The Management layer addresses the business side of things for Issuers and Verifiers, like CRM for VCs. It encompasses all administrative aspects before, during, and after issuing and verifying VCs, but none of the cryptographic operations (Processing), though these could be embedded within a single product offering.

For effective Management there are five elements to consider:

  1. Permissioning & Auditing: Which employees, departments, or systems can issue which kinds of VCs? Who can make which kinds of changes? Who did what, when? 
  2. Staging: Where is the source data for each type of VC and how will it be accessed? How will Holders be ID proofed prior to issuance? Which policies will be used and how will they be managed? Which Processing service(s) will be used?
  3. Workflow Automation: How will you batch/automate offering, issuance, revocation, reissuance and more at scale? How will you handle exceptions, rejections, and expirations? Which processes must remain manual, and which can be automated, especially at scale?
  4. Interactions With Holders: How will you communicate with Holders, and help those having problems? How will you permission, track, and control communications with Holders, across departments and employees? How might VCs authenticate employees and customers when they call in, log in, or walk in?
  5. Recording, Reporting, & Analytics: Where will you record and manage all Holder-related data and interactions, such as personal info, source data, VCs issued, verifications, communications, revocations? How will you report and analyze your event data? How will you discover which VCs are up for renewal next month?

As mentioned above, VC standards and technologies are still being solidified. Because the Management layer is abstracted from the Processing and Storage layers where changes in these standards would have a direct impact, a dedicated VC management system can enable organizations to get started with VCs sooner rather than later and navigate changes as they occur, mitigating interoperability differences between non-uniform standards and technologies. This separation also helps avoid vendor and technology lock-in at the Processing and Storage layers.

Layer 4: Applications

As with the internet, the Applications layer sits atop all others, providing the user interface humans need to utilize the layers underneath. Also like the internet, this layer is likely where most of the business value VCs bring will be created, and captured.

### [Activity A]
Could you set down, word for word, the part of the passage on the VC Management layer starting with "Layer 4: Applications" and going on through "created, and captured."?
### [Activity B]
Would you resume the passage on the VC Management layer, picking up right after its final sentence?

### [Data to examine]
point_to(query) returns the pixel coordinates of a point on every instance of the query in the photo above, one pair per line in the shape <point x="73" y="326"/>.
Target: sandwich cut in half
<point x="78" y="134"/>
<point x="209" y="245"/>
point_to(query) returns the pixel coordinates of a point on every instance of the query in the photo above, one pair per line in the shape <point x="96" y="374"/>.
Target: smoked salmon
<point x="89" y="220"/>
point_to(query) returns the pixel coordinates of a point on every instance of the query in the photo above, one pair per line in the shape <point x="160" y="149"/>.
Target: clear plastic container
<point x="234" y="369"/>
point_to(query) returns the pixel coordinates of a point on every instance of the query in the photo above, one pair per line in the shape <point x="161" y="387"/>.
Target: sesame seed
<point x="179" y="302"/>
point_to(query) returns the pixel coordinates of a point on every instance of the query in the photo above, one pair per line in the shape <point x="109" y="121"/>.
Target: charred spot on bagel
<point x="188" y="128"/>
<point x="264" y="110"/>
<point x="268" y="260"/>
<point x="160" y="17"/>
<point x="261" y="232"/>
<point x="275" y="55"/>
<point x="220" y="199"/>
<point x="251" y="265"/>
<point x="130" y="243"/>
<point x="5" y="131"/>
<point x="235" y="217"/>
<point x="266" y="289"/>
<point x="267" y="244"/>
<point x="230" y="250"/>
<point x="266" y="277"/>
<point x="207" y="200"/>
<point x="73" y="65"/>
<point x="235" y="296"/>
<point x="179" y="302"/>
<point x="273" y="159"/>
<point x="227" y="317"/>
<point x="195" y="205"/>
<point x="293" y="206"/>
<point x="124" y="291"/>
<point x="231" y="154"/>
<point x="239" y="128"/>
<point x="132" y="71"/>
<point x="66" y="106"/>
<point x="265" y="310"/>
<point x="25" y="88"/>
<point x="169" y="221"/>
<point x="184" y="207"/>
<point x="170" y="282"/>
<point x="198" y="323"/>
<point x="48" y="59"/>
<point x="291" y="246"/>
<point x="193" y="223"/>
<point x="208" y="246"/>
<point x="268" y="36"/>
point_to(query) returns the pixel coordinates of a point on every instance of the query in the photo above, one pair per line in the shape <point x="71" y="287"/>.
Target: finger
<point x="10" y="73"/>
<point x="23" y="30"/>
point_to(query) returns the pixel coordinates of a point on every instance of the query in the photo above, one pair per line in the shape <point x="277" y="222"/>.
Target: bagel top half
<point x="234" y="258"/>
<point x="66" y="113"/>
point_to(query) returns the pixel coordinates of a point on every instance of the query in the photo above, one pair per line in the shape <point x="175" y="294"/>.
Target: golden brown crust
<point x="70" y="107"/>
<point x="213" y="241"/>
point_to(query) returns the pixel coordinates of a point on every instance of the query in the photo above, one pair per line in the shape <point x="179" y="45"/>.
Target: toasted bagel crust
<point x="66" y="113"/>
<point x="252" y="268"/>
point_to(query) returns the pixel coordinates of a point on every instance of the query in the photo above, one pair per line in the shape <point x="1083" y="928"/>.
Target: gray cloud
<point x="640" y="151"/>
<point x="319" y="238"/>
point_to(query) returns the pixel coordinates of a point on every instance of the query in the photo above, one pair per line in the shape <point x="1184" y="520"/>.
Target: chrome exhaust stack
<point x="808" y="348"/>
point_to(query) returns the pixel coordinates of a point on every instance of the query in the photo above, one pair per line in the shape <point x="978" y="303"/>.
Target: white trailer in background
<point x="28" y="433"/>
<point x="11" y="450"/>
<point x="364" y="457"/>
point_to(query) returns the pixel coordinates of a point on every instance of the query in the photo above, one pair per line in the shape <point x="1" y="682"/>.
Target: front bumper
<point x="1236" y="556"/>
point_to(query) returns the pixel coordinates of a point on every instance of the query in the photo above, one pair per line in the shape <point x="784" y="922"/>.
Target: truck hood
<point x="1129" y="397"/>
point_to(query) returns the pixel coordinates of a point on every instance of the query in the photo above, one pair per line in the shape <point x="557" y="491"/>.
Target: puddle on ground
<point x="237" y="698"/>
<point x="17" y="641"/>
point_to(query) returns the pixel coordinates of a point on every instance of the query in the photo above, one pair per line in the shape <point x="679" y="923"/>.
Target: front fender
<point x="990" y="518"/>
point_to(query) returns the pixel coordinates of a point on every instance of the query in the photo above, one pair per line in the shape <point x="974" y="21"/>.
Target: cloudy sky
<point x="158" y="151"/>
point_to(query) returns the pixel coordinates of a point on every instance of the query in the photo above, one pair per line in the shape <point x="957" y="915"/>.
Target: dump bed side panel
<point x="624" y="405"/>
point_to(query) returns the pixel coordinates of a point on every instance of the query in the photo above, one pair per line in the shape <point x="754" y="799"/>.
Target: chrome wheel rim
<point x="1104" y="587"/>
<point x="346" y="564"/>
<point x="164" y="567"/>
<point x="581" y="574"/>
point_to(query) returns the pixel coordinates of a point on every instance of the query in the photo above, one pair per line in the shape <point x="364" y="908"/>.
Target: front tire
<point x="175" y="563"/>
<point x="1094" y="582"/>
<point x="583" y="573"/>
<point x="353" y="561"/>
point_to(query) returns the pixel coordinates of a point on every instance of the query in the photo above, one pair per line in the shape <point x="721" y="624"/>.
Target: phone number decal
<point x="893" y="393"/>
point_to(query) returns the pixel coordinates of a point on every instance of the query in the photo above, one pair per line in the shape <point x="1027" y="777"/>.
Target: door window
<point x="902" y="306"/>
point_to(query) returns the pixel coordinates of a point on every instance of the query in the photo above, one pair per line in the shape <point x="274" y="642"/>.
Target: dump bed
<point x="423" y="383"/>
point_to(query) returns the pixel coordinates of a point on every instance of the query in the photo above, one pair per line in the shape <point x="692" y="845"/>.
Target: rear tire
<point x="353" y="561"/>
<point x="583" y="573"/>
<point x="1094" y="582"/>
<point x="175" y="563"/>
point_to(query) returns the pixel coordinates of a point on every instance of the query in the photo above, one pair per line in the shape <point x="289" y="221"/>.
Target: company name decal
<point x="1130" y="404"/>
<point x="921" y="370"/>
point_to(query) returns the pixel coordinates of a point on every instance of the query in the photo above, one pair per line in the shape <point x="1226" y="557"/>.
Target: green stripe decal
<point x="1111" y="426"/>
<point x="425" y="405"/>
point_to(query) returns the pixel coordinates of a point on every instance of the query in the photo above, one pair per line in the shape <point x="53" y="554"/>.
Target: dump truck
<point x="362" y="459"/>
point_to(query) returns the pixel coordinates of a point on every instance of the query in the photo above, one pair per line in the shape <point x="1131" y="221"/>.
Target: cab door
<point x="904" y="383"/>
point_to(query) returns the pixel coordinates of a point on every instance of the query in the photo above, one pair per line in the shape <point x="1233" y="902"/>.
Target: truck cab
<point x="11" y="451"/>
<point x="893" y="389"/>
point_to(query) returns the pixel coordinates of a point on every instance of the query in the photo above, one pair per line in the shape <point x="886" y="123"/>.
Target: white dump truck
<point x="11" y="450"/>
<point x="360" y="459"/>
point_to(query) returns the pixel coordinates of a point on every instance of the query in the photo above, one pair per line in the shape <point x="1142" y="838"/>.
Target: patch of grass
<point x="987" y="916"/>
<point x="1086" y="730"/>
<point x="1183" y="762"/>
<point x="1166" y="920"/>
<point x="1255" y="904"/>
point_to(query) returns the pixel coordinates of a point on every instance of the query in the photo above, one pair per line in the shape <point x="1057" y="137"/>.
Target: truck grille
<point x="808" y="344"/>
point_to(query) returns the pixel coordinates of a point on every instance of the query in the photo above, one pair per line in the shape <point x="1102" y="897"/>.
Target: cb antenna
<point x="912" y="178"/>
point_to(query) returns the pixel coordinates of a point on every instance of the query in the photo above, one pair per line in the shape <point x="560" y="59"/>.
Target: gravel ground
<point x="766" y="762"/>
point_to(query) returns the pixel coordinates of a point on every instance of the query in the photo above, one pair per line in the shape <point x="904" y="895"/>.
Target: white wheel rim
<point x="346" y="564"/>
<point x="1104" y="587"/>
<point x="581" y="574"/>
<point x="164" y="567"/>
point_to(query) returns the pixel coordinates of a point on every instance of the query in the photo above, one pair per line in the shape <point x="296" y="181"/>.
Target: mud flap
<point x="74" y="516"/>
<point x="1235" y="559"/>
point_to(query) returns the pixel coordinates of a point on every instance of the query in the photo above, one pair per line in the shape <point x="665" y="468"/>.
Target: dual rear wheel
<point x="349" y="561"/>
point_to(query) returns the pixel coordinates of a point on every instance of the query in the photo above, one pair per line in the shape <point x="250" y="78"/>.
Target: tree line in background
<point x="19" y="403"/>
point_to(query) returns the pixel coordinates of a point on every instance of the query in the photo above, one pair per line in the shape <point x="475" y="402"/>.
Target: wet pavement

### [Your response A]
Layer 4: Applications

As with the internet, the Applications layer sits atop all others, providing the user interface humans need to utilize the layers underneath. Also like the internet, this layer is likely where most of the business value VCs bring will be created, and captured.

### [Your response B]
The EU Identity Wallet announcement has a great list of capabilities that will be powered by some form of VC, including easy-to-envision Applications. For each use case taken from the announcement, it’s easy to envision the various applications needed by Issuers, Holders, and Verifiers:

  • public services such as requesting birth certificates, medical certificates, reporting a change of address
  • opening a bank account 
  • filing tax returns
  • applying for a university, at home or in another Member State
  • storing a medical prescription that can be used anywhere in Europe 
  • proving your age
  • renting a car using a digital driving license
  • checking in to a hotel 

In each use case, to provide the best possible experience for Holders and those that serve them, a superior application UI will hide the complexities of all other VC functions.

Years ago, we called a gaming company that used the internet within its game an “internet gaming company”. Now internet utilization is expected, and it’s just a “gaming company” again. The same will happen with VCs: the first VC-enabled applications will be new and different from other applications until they’re not, when VC-powered trust and security will become table stakes and mostly hidden from view.

In Conclusion

We’ve already used this VC Stack extensively in conversations with customers, prospective customers, partners, and VC experts, and the feedback has been universal: it is very helpful in clarifying how VCs work, and what services different vendors provide and how they work together.

The VC Stack is not part of any standard specification or official pronouncement from some global consortium like W3C, ToIP or DIF; it is something we conceived to help explain the different roles we see in the VC ecosystem and how they work together. We welcome any and all feedback and suggestions for improvement.